OBJECTIVE: Pull out every row below that contains the word "tire", matching case exactly.

INPUT FOR THIS TASK:

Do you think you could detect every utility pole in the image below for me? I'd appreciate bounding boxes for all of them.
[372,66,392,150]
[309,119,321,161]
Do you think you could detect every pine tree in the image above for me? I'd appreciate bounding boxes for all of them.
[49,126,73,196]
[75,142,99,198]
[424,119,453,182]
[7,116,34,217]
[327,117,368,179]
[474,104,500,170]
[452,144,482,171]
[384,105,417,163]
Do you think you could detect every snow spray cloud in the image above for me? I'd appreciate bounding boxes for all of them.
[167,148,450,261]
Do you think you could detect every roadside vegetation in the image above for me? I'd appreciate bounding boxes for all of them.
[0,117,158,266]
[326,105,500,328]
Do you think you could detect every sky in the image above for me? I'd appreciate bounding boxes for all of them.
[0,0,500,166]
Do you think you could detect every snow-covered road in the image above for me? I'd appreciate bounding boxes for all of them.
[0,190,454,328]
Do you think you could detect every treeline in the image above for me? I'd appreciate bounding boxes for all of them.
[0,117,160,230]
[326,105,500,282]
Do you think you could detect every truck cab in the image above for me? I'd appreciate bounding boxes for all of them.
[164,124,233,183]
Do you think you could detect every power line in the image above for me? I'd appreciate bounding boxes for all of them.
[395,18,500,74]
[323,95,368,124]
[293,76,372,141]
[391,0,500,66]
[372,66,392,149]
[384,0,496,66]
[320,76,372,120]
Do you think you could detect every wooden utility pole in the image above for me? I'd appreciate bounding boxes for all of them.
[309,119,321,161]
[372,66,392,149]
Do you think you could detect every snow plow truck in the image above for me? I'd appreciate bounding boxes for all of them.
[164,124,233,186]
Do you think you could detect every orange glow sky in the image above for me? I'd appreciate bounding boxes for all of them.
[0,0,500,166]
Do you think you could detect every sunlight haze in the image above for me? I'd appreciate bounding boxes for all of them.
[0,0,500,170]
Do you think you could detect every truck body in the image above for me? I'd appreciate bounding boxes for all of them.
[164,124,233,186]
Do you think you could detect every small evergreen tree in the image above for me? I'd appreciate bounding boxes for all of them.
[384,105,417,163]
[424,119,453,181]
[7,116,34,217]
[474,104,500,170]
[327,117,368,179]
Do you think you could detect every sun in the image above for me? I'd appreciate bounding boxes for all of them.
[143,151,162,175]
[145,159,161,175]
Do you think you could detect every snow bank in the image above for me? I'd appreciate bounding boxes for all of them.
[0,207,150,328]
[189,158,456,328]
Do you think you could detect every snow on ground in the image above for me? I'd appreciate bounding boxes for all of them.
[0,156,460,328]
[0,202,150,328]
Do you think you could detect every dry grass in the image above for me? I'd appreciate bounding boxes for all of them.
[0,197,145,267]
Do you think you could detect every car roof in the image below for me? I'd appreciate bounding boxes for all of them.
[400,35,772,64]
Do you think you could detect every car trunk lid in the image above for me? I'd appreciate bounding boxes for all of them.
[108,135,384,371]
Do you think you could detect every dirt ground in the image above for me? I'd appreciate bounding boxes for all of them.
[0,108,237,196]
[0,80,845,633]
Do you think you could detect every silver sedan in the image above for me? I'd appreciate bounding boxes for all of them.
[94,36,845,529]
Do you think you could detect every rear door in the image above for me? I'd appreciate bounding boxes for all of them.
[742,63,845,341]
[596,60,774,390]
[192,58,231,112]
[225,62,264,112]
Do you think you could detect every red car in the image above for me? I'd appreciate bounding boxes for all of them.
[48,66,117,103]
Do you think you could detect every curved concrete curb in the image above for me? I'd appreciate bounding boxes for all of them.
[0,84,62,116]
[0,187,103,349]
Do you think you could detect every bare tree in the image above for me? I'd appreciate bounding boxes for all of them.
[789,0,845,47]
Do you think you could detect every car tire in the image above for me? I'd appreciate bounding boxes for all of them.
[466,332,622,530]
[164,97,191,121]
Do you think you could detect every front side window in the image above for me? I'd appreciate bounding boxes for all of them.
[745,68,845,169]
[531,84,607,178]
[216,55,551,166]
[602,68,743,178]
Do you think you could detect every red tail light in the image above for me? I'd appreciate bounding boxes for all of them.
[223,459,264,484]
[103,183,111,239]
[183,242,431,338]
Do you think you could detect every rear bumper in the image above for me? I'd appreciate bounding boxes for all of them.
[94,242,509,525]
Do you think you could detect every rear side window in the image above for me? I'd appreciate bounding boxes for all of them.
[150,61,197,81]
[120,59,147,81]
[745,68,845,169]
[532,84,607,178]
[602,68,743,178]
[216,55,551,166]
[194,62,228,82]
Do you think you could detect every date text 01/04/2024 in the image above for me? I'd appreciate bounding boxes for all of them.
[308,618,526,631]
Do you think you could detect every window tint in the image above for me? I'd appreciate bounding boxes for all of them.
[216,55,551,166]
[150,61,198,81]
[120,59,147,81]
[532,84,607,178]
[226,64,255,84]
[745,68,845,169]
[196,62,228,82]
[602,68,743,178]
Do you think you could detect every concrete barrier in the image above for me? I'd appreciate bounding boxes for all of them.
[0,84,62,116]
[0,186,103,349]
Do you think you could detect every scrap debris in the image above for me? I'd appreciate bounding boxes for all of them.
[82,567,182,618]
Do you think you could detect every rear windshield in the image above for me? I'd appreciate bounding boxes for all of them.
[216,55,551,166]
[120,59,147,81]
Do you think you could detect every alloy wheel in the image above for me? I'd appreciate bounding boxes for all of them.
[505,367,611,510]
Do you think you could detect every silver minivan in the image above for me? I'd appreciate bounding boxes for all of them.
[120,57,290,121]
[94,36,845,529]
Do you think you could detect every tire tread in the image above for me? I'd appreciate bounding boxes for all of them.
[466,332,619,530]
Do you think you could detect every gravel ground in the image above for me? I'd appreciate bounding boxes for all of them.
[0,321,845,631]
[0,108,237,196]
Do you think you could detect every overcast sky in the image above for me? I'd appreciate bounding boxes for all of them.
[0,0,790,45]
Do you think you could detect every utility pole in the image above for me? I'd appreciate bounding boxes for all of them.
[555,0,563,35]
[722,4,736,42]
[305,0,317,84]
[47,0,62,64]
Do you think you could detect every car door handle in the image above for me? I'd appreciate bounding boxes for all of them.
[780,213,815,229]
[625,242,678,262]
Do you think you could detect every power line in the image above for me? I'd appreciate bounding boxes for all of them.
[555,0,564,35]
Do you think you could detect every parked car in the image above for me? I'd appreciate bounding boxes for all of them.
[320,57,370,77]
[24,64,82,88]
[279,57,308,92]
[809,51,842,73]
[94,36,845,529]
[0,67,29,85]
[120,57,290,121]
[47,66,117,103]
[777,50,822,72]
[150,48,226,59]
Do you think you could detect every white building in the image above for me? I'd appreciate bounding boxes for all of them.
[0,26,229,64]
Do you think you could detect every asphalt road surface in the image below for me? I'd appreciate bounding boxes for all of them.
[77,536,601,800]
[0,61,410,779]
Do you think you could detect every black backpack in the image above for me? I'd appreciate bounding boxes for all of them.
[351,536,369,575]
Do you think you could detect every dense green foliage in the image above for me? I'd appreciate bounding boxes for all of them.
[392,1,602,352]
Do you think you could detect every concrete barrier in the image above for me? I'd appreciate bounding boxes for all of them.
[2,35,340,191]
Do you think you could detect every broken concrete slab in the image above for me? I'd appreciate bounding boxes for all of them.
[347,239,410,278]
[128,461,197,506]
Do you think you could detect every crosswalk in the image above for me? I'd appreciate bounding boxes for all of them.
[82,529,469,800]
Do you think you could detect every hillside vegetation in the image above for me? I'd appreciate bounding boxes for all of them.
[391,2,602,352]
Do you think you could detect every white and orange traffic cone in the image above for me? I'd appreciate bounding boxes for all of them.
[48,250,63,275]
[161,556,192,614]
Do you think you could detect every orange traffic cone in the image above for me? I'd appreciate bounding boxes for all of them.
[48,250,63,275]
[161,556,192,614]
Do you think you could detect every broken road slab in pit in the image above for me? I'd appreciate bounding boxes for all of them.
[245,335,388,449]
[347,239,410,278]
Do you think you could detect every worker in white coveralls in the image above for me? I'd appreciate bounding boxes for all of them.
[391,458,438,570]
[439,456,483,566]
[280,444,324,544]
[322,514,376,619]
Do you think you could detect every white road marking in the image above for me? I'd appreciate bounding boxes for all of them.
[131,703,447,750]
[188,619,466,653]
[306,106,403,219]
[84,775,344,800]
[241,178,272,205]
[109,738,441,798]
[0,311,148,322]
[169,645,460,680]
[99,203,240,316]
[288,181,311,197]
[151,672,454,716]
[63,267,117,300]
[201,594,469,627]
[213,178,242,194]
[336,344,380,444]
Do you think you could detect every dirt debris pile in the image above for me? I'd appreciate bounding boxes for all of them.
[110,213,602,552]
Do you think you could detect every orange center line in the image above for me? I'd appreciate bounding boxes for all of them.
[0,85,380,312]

WRITTEN ANSWER:
Do you think you could detect every car tire in the image above for me? I'd appreciate bounding boxes for all of them.
Do you think you could detect every tire tread in the image above for me? I'd appreciate bounding boxes for all of them.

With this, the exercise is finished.